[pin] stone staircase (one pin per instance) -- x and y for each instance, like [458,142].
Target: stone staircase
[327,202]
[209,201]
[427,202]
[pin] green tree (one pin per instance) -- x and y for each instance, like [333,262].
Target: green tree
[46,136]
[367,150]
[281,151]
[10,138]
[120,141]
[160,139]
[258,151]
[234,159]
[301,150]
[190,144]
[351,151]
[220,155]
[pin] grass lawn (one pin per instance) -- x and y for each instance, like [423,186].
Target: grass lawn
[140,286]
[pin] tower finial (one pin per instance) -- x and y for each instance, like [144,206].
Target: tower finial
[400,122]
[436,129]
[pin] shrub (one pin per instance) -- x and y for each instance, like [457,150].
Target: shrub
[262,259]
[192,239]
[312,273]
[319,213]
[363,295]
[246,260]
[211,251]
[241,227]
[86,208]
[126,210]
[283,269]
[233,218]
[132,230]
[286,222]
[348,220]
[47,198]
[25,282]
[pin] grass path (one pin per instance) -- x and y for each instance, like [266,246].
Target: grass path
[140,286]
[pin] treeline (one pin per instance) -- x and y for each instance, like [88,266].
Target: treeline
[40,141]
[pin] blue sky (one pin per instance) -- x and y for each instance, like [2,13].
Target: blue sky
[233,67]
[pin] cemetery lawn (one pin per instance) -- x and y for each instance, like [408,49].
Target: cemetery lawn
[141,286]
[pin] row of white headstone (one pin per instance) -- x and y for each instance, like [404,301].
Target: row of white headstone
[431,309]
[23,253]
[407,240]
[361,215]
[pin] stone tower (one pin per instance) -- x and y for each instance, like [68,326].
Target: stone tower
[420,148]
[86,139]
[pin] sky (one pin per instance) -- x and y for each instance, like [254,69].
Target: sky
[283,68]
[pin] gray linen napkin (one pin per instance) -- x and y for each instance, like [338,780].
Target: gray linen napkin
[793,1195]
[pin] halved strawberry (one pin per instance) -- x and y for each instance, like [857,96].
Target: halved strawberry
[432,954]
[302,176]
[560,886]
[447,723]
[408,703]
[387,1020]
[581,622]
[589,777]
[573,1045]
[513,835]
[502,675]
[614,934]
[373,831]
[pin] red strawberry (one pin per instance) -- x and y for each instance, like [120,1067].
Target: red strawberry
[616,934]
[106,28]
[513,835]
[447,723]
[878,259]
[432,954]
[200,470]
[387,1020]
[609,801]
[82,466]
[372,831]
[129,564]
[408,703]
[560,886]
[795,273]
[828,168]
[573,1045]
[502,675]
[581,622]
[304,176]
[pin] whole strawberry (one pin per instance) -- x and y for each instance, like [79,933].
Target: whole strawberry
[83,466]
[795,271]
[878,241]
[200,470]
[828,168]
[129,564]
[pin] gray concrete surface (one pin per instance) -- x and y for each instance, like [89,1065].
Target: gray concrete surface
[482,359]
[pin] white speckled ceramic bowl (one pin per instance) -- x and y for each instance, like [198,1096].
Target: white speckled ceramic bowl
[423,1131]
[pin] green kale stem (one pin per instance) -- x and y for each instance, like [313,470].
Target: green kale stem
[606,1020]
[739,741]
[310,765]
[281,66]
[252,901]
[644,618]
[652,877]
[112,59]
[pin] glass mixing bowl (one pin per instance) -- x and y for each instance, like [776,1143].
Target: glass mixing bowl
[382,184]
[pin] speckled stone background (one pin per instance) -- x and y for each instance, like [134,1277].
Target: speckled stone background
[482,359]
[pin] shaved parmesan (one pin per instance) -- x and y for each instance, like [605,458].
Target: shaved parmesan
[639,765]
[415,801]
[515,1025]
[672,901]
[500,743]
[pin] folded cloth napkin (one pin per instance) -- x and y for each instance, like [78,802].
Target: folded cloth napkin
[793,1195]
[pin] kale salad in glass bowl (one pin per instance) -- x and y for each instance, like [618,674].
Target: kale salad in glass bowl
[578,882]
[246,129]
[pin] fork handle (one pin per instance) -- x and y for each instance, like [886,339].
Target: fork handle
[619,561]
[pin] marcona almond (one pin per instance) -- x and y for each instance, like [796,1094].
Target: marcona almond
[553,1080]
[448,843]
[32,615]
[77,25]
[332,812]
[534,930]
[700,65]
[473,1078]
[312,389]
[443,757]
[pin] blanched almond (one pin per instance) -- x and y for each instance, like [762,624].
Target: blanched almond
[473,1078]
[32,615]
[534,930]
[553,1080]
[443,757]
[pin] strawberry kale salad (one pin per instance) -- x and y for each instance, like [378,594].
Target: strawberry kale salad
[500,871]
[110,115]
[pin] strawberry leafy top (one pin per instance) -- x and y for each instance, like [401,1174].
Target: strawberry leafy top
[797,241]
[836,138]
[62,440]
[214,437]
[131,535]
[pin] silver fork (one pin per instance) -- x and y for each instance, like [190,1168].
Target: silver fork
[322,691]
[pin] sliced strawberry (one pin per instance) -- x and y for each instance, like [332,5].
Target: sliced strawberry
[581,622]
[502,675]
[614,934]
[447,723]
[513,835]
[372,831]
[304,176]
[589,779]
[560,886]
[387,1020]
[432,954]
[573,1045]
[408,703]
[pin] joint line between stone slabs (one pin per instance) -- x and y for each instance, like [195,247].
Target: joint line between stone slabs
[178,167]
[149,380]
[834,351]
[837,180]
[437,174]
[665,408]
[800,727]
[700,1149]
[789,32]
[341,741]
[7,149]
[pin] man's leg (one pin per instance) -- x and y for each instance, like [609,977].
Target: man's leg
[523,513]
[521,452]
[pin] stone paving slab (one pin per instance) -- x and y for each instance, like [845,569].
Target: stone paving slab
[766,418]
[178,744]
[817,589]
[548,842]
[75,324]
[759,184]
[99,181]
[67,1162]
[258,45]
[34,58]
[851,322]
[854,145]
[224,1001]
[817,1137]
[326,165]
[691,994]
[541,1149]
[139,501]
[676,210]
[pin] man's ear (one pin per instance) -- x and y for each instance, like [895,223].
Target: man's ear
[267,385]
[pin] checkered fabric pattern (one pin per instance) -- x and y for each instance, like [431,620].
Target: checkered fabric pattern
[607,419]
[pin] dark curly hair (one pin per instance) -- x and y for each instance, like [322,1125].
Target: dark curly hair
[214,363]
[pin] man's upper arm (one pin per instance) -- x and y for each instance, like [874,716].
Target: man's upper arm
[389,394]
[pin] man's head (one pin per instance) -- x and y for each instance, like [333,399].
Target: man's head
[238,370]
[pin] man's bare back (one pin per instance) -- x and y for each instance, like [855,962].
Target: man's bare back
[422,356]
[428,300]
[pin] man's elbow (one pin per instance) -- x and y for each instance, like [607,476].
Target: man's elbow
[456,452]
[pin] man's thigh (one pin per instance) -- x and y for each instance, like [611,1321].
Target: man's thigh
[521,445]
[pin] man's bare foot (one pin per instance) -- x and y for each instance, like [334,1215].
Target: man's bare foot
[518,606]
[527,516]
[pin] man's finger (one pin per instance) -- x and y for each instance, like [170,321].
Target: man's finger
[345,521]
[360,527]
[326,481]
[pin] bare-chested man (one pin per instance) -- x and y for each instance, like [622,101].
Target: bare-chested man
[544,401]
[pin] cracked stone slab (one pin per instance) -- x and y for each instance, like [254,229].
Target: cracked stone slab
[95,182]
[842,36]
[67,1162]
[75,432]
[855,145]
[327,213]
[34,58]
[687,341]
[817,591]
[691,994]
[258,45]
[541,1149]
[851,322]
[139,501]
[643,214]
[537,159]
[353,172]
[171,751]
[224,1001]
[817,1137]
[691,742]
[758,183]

Deine Aufgabe: Gib die Zeilen noch einmal vollständig wieder, beginnend bei der Zeile mit „[pin] man's finger“ und endend mit der letzten Zeile der Daten, beide eingeschlossen. Verschiebe dabei jede Koordinate der gesetzten Punkte um -62, während die Musterwerte nach „like“ unverändert bleiben.

Lösung der Übung:
[pin] man's finger (one pin per instance) -- x and y for each instance, like [170,321].
Target: man's finger
[283,459]
[298,465]
[264,419]
[pin] bare-chested man (one pin per instance) -- x and y for each instance, like [622,101].
Target: bare-chested man
[482,339]
[pin] cracked stone slab (one pin per instance) -- x and y for each instance, like [254,229].
Target: cracked stone slab
[33,120]
[780,-26]
[5,1100]
[13,370]
[793,83]
[265,151]
[-28,-4]
[625,279]
[755,529]
[629,932]
[196,-17]
[479,1087]
[789,260]
[77,439]
[581,152]
[475,97]
[291,110]
[109,689]
[162,939]
[755,1075]
[629,680]
[696,121]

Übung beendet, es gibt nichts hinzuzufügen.